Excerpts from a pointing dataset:
━━━━━━━━━━
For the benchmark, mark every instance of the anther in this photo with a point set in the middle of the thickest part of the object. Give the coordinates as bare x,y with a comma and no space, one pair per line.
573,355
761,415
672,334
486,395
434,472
━━━━━━━━━━
▶ [Given exercise]:
Render every line of the listing above as a numbered list, omitting any blank lines.

▶ [Finished exercise]:
1. For the benchmark, mark every instance of the anther in this photo with a point set in the middle of the thickest part of the object. Give the coordinates as bare x,y with a comma and no space, one pair per line.
2. 573,355
3. 761,415
4. 672,334
5. 486,395
6. 434,472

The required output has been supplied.